WORK TO DO:
Using the text on divorce property decrees below, state whether each of the following statements agrees with it. For each, answer yes or no and quote the exact words of the text that decide it.
1. The court's power to decree a property settlement came from the agreement of the parties.
2. While a divorce judgment stands, the parties to it may not attack it collaterally.
3. The decree lost effectiveness because the court accepted the stipulation in full rather than modifying it.

TEXT TO READ:
+---+
The power of the court to decree a property settlement was derived from the foregoing statute and not from the agreement of the parties. Agrest v. Agrest, 75 N.D. 318, 27 N.W.2d 697. "The stipulation was an agreement which was to be submitted to the court for his advice and guidance in exercising the powers vested in him under the statute. The decree lost none of its effectiveness because the court accepted in toto the provisions of the stipulation instead of modifying them as he unquestionably had a right to do." Karteus v. Karteus, 67 N.D. 297, 301, 272 N.W. 185. It follows that a decree settling the property rights of the parties to a divorce action and granting alimony is an adjudication of what constitutes a just and proper distribution of the property of the parties, whether the decree be made pursuant to a stipulation or upon a consideration of, and findings made, upon other evidence in the case. Fishman v. Alberts, 321 Mass. 280, 72 N.E.2d 513; Harding v. Harding, 198 U.S. 317, 25 S Ct 679; Sponseller v. Sponseller, 110 Ohio St. 395, 144 NE 48; Dean v. Dean, 136 Or. 694, 300 P. 1027; Harris v. Harris's Estate, 82 Vt. 199, 72 A. 912.
Since the trial court had jurisdiction of the parties and of the subject matter of the divorce action, its judgment imports absolute verity and as long as this judgment stands it may not be attacked collaterally by any of the parties thereto, or by those in privity with them. Tuttle v. Tuttle, 48 N.D. 10, 181 NW 898.
Here plaintiff claims damages because of defendant's alleged fraud. Her damages, if any, can be nothing else than the difference between what she received and what would have been a just and proper distribution of the property of the parties. As long as the judgment in the divorce action stands, however, it is an adjudication of what was, and remains, a just and proper distribution. Any attempt on her part to establish that she was entitled to a larger share of the property than was decreed to her by the divorce judgment must of necessity attack that judgment. As was said in Tuttle v. Tuttle (supra at p 17).
"The very essence of plaintiff's action is that the judgment is wrong, — that the facts required the rendition of a judgment different from that which was rendered. The judgment cannot be thus impeached." See also Fishman v. Alberts, 321 Mass. 280, 72 N.E.2d 513; Hall v. Hall, 91 Conn. 514, 100 A. 441; Shultz v. Shultz, 136 Ind. 323, 36 N.E. 126, 43 Am St Rep 320; Stevens v. Rowe, 59 N.H. 578, 47 Am Rep 231; Gerini v. Pacific Employers Ins. Co., 27 Cal.App.2d 52, 80 P.2d 499; Sponseller v. Sponseller, 110 Ohio St. 395, 144 N.E. 48.
+---+
EXTRACTED ENTRIES:
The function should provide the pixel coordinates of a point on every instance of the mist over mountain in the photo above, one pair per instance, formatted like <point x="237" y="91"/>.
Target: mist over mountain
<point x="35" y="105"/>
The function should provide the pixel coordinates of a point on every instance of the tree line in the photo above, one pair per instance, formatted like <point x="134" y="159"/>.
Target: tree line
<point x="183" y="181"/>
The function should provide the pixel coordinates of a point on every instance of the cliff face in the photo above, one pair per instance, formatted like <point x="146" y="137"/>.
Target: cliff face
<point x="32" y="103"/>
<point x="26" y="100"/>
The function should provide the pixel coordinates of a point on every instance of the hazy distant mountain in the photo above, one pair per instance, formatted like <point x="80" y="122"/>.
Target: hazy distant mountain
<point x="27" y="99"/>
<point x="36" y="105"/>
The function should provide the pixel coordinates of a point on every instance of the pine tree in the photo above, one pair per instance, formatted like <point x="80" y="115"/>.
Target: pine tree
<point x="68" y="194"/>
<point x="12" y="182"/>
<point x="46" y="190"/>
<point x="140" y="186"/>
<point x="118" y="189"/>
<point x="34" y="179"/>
+---+
EXERCISE OUTPUT:
1. No: "The power of the court to decree a property settlement was derived from the foregoing statute and not from the agreement of the parties."
2. Yes: "as long as this judgment stands it may not be attacked collaterally by any of the parties thereto"
3. No: "The decree lost none of its effectiveness because the court accepted in toto the provisions of the stipulation instead of modifying them"